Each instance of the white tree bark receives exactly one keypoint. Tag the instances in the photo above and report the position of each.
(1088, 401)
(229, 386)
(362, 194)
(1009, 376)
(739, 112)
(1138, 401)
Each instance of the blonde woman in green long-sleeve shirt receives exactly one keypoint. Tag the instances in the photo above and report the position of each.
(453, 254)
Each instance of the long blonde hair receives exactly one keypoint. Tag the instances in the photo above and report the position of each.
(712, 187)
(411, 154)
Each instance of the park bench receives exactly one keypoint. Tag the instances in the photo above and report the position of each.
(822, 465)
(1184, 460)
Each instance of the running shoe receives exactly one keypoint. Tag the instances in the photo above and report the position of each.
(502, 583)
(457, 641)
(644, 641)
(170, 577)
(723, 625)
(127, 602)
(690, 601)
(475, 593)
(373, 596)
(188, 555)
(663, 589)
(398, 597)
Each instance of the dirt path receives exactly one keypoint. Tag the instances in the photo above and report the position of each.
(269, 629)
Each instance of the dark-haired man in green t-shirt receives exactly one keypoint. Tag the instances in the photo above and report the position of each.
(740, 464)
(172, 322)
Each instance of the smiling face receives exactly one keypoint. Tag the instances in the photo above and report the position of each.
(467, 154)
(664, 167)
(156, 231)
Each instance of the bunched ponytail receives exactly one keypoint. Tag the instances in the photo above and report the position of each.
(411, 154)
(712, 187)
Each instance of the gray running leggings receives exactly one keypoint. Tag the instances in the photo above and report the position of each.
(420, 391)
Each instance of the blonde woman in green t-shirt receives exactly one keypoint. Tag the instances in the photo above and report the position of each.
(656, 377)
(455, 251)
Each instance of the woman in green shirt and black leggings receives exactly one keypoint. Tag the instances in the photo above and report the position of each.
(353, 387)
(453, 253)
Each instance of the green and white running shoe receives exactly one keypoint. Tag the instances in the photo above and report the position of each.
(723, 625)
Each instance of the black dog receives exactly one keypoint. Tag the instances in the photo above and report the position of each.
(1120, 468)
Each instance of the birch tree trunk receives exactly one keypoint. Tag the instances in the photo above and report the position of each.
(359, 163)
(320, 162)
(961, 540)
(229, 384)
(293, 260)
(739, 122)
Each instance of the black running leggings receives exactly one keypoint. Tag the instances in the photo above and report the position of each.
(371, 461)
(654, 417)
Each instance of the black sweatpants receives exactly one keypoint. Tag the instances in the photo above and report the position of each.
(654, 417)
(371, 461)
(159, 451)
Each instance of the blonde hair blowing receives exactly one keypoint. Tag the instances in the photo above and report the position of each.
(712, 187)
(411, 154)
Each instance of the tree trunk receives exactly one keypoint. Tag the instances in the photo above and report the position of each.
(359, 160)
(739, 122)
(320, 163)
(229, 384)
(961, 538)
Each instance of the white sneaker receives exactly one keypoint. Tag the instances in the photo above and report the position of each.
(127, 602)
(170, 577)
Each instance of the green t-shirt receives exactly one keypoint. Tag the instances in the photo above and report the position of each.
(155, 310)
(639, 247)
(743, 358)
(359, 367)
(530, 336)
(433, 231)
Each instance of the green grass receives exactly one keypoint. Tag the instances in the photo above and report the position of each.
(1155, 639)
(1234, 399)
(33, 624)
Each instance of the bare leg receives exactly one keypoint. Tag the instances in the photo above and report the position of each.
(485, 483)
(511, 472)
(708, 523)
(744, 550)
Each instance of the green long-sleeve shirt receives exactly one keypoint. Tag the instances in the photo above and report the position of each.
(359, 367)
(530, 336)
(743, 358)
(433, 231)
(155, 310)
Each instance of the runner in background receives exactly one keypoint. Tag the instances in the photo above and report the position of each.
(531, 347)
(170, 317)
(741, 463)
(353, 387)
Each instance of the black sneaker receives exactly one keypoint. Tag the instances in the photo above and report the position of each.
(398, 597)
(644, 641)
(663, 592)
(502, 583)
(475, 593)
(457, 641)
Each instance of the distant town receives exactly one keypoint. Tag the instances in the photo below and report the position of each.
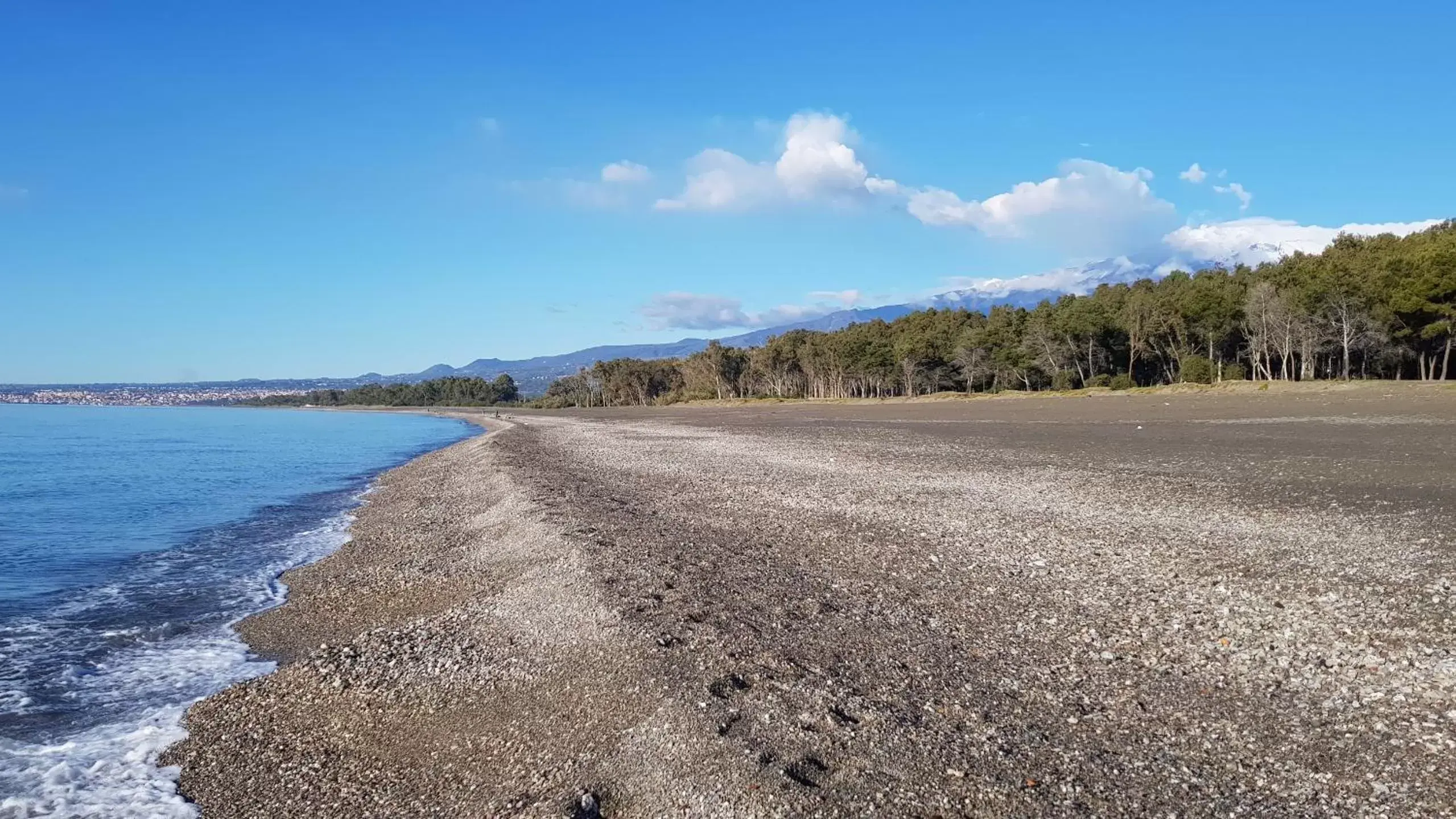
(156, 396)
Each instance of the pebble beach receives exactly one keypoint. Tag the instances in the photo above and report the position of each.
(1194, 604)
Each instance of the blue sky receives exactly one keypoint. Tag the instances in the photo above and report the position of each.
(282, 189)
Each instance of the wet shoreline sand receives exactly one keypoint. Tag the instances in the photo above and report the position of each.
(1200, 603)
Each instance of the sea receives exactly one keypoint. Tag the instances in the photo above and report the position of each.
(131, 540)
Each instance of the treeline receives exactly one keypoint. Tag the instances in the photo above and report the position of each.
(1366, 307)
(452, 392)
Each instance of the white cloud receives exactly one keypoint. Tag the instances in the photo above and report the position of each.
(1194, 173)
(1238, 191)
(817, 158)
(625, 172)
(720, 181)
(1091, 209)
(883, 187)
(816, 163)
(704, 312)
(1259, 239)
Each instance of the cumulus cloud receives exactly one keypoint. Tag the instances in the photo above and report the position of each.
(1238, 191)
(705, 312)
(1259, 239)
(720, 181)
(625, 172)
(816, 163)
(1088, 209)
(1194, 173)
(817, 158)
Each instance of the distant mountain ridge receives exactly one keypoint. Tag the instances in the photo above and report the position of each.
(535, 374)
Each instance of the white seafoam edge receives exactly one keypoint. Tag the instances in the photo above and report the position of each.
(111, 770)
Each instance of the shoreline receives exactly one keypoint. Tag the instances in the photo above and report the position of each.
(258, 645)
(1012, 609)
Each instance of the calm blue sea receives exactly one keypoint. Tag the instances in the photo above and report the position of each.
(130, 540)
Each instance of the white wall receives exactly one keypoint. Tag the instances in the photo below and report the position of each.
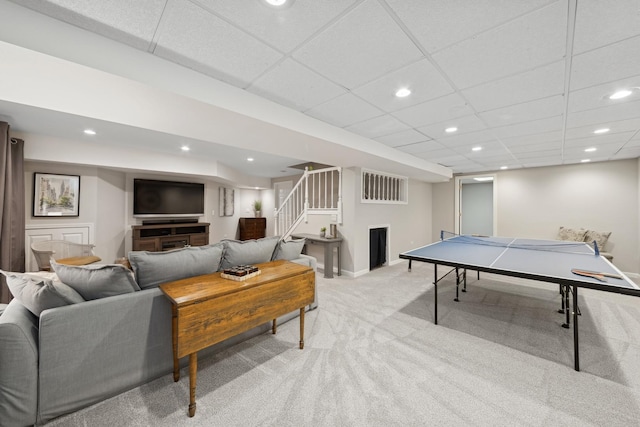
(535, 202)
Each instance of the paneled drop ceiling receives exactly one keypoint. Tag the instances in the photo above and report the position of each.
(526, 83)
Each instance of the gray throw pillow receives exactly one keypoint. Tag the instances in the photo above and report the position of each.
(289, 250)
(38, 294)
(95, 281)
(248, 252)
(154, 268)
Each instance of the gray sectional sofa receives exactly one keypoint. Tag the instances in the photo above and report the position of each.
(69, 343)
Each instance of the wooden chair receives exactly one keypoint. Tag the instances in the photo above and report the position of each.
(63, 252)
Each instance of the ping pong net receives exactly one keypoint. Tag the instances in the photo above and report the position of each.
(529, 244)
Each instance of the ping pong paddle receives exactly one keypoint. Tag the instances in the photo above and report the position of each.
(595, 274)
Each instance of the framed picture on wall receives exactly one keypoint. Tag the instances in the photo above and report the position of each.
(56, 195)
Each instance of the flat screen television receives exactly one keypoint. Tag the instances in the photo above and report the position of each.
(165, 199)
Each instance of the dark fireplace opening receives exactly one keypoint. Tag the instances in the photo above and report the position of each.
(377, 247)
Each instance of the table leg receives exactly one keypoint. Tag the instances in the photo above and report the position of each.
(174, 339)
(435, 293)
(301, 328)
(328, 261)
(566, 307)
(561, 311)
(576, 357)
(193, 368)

______________________________

[CHALLENGE]:
Revise the rows above by swapping every "keypoint" for "marker" and keeping everything else the same. Leave the pictures out of your answer.

[EXERCISE ANSWER]:
Each instance of the white tree bark receives exactly one marker. Tag the instances in the photo above and report the position of each.
(1088, 401)
(229, 386)
(362, 194)
(1009, 376)
(739, 112)
(1138, 401)
Each instance of the blonde woman in green long-sleeve shirt receives exactly one marker. Tag the instances in the photo above and report the position of each.
(453, 254)
Each instance of the long blonde hair receives exactly one marker. Tag the instances in the photo above and report the position of each.
(712, 187)
(411, 154)
Each instance of the park bench receives exactly one marker. Tag the instances in the photo above and report the position of each.
(822, 465)
(1184, 460)
Each instance of the running shoe receives exactly one marker. Tag the instances in the photo above and report the position of each.
(502, 583)
(457, 641)
(644, 641)
(170, 577)
(723, 625)
(127, 602)
(690, 601)
(475, 593)
(373, 596)
(188, 555)
(663, 589)
(398, 597)
Each instance of the dirt path receives exactly one marker. Tag the instances in the photo above and report the position of each.
(269, 629)
Each instance of the dark-haired man in green t-shirt receives exactly one marker. Tag the instances in the photo above and report the position of each.
(740, 464)
(172, 322)
Each instance of the smiling face receives exactly one marker. Tag the instances in the photo above and report the position of each.
(467, 154)
(664, 167)
(156, 231)
Each instance of the bunched ponytail receives exactly one marker. Tag the instances in the photo above and report the position of each.
(411, 154)
(712, 187)
Each instance of the gray running leggings receives exactly one marker. Tag the instances in the photo above and report the position of each.
(420, 391)
Each instance of the blonde woman in green t-shirt receives exactly one marker. Tag the instances in the photo above and report the position of each.
(656, 377)
(455, 251)
Each instance of the woman in green shirt and black leggings receives exactly one marker. Tag the instances in the photo above and report the position of each.
(353, 387)
(453, 253)
Each instance of the green and white running shoe receives exactly one marker. Tag the instances in the photo above and report the position of each.
(723, 625)
Each instance of the black dog receives exactly one marker. Tag the instances in the photo above and report the position of each.
(1120, 468)
Each instance of the birch tree trunk receives exactly one marker. Tag the instances in the photo above and report the position of each.
(359, 163)
(320, 162)
(961, 540)
(229, 384)
(293, 260)
(739, 122)
Each instance of the black running leggings receives exactly one marker. Tag the instances in the photo above and report the position of each.
(371, 461)
(654, 417)
Each instance of the black sweatpants receives exactly one marker. Tag the instances in the photo above and report the position of each.
(654, 417)
(371, 461)
(159, 451)
Each instance of the blonde hair blowing receives exactly one marker. Tag the instances in the photo above and report the position of each.
(712, 187)
(411, 154)
Each instance of the tree trunk receives exactly one marker. Tag the instances in the photo above and report the position of each.
(359, 160)
(739, 122)
(320, 163)
(229, 384)
(961, 538)
Each instance of the white sneaker receives exactly one marker. Tag the instances in the photo above and report the position of each.
(127, 602)
(170, 577)
Each instance of the green t-shirt receives exactly one marker. Tag the instances in the photo above and report the position of each.
(155, 310)
(639, 247)
(743, 358)
(359, 367)
(530, 336)
(433, 231)
Each instance of the green grass receives exactly one marker. Tag the instances in the photo above and report the position of each.
(1155, 639)
(1234, 399)
(33, 624)
Each instance of the bare leg receives exactly one marker. Tag the instances in the photo above and report the position of each.
(485, 483)
(511, 472)
(708, 523)
(744, 550)
Each instance of the green long-sleeve shirt receives exactly one marker. Tag the instances in the photo above and report the position of each.
(359, 367)
(530, 336)
(743, 358)
(433, 231)
(155, 310)
Each instance of the runner in background receives exactly one marker. Tag the instances in the photo above and report the position of each.
(531, 347)
(170, 317)
(741, 463)
(353, 387)
Each instance of the black sneaker receives exactly one marker. Tag the instances in the photo above and report the position of each.
(398, 597)
(644, 641)
(663, 592)
(502, 583)
(475, 593)
(457, 641)
Each instance of the distant town receives exactly one marker. Tag the instances in the photo below and report the position of each.
(156, 396)
Each instance of the pebble beach receives exactly one marker. Tag the instances in the photo above and report the position of each.
(1194, 604)
Each instance of the blue sky receives exactly one marker. Tag the instances in the photo above and report the position of each.
(282, 189)
Each instance of the wet shoreline sand receives exactly one marker. Tag the instances in the photo above and report the position of each.
(1200, 603)
Each instance of the sea receives exactly one marker. Tag the instances in the photo above and report the position of each.
(131, 540)
Each instance of the treeline receives exactly one marker. Tag the instances in the photo above and report the position of each.
(1366, 307)
(452, 392)
Each instance of the white cloud receives exactly one marker. Tag the instances in the photo above and report the position of each.
(1194, 173)
(1238, 191)
(817, 158)
(625, 172)
(720, 181)
(1091, 209)
(883, 187)
(816, 163)
(704, 312)
(1259, 239)
Each instance of the cumulus cloud receives exactly one marker. Tag the instances in the photo above and report the position of each.
(1238, 191)
(705, 312)
(1259, 239)
(720, 181)
(625, 172)
(816, 163)
(1088, 209)
(1194, 173)
(817, 158)
Each instance of the distant mountain ridge receives exactly one marker. Tag the instances in the photo above and report the position of each.
(535, 374)
Each instance of the white seafoam edge receives exactly one marker. Tag the instances in the photo above and report the position of each.
(111, 770)
Each instance of the shoreline receives exactly one marker. Tag the instances in the photo above and report the position of each.
(258, 645)
(1012, 609)
Each instance of the calm blue sea receives exactly one marker. Tag the instances in the photo above and report the position of each.
(130, 540)
Each instance of the white wall receives exactly one marker. Tag the instances in the photo below and report the position of each.
(535, 202)
Each instance of the paneled drop ceiling receives exactly one marker. Tag the instances in the photo above and report the position of each.
(526, 83)
Each instance of the gray throw pillow receives exactly one marker. Tag the instances in the photo above and report the position of each.
(289, 250)
(38, 294)
(95, 281)
(248, 252)
(154, 268)
Each instance of the gray sectional sofa receives exactly one marker. Tag the instances in the photo above and report the position of each.
(69, 343)
Each instance of the wooden chair receives exactly one marker. Tag the instances in the photo above and report the position of each.
(63, 252)
Each instance of the ping pong net receives exactly one marker. Tag the instances in the photo above and report the position of each.
(529, 244)
Each instance of the ping pong paddle receives exactly one marker. Tag the instances in the photo above and report the position of each.
(595, 274)
Each instance of the framed picture on wall receives exactly one marker. Tag the instances in the photo above and report the position of each.
(56, 195)
Each instance of the flat screen television receives exactly one marker. Tag the instances in the photo above and report the position of each.
(165, 199)
Each instance of the dark fireplace opening receives exactly one marker. Tag the instances in the photo above and report the position of each.
(377, 247)
Each instance of the table leg receives exactly one marker. Tag the instances in the photo above and report the position of each.
(174, 339)
(435, 293)
(301, 328)
(328, 261)
(566, 307)
(561, 311)
(576, 357)
(193, 368)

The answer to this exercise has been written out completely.